DOCUMENT EXTRACT:

Las Vegas Sun

March 28, 2024

Breaking up is hard to do — Mason says racism a factor in districting

The president of the Clark County School Board said Wednesday that racism is an additional unspoken motive behind the drive to break up the nation's fifth-largest school district.

"I'm sorry to have to say it in this day and age but a lot of this is people not wanting Latinos and African-Americans in their neighborhoods," board President Larry Mason, who is of Hispanic descent, said. "They need to get over it. Our job is to educate all of our kids, not just some of our kids."

Mason's comments thrust a largely unspoken issue -- racism and racial parity -- into a debate that has been fought publicly on other grounds. Advocates of breaking up the district say it will improve the quality of education and make schools more responsive to parents. Race has been a subtext that rarely arose in public discussion.

But injecting race into the debate also could provide an incendiary new argument to those who want the district left intact, giving them a tool that has been used elsewhere as a diversion to close off all debate.

Mason said that those who want to break up the School District resent the time and expense required to educate minority students who now make up the bulk of enrollment.

Since 2001 Clark County has been a "minority majority" district, with white students accounting for less than half of the total. White students currently make up 39 percent of the 292,000 students, down from 41 percent last year. Hispanic enrollment has been steadily increasing and now stands at 37 percent. The black student population has remained relatively stable at just over 14 percent.

Mason also said that critics of the district resent the power the Clark County School District wields as the state's largest employer and recipient of taxpayer dollars.

"The district is one of the most powerful entities in the state of Nevada, and they want to control it," Mason said.

Sen. Sandra Tiffany, R-Henderson, who has advocated breaking up the district for each of the last three legislative sessions, disagreed sharply with Mason's assessment.

"The reason I have worked on the issue of deconsolidation for 14 years is the size of the bureaucracy, the layers and levels that a parent needs to go through to get a problem solved for themselves," Tiffany said.

REQUIRED TASKS:
(A) Reproduce the passage of the school district article starting with "Mason's comments thrust" and going on through "off all debate.".
(B) In the school district article, how many years has Sandra Tiffany worked on deconsolidation?

GIVEN INFORMATION:
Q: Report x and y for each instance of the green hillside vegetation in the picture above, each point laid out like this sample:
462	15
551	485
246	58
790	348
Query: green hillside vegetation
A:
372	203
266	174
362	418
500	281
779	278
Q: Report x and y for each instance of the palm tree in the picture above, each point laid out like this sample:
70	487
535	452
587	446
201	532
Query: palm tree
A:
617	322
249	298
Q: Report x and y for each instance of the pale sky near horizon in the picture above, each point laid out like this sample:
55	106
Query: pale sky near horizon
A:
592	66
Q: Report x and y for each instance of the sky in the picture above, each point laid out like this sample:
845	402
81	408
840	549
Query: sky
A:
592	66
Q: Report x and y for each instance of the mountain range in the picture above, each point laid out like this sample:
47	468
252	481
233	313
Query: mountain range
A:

...

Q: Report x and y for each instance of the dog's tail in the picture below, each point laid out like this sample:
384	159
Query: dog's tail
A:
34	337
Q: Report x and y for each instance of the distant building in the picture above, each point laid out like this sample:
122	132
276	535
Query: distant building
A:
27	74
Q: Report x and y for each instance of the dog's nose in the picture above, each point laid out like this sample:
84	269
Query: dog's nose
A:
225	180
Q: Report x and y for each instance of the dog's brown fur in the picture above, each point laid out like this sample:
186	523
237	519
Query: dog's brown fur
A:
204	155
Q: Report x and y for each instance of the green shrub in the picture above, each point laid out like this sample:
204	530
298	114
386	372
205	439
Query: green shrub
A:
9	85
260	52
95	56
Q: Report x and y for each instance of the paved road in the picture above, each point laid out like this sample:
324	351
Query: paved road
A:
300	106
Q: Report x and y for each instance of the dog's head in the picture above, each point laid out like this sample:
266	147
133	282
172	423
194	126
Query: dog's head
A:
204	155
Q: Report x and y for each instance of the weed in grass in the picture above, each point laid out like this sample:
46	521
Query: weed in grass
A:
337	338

...

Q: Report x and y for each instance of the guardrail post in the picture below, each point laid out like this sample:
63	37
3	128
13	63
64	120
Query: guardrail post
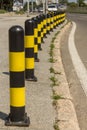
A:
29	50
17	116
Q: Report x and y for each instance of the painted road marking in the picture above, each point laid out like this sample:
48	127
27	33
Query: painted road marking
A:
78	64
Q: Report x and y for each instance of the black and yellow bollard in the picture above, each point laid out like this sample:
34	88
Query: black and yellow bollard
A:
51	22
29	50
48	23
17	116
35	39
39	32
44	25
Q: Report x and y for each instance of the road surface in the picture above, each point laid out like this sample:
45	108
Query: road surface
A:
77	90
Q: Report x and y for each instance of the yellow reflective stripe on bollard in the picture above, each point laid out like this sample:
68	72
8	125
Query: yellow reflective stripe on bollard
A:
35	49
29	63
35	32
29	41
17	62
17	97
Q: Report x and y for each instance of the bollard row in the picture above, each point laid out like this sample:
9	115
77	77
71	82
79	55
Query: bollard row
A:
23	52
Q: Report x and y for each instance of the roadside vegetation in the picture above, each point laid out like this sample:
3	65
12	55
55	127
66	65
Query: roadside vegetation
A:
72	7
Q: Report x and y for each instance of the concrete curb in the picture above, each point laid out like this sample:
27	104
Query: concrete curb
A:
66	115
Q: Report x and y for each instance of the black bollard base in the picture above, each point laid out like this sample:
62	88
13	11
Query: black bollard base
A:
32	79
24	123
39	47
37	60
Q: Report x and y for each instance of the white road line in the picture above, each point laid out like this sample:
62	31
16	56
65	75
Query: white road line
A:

SOLUTIONS FOR EACH TASK:
(A)
Mason's comments thrust a largely unspoken issue -- racism and racial parity -- into a debate that has been fought publicly on other grounds. Advocates of breaking up the district say it will improve the quality of education and make schools more responsive to parents. Race has been a subtext that rarely arose in public discussion.

But injecting race into the debate also could provide an incendiary new argument to those who want the district left intact, giving them a tool that has been used elsewhere as a diversion to close off all debate.

(B) 14 years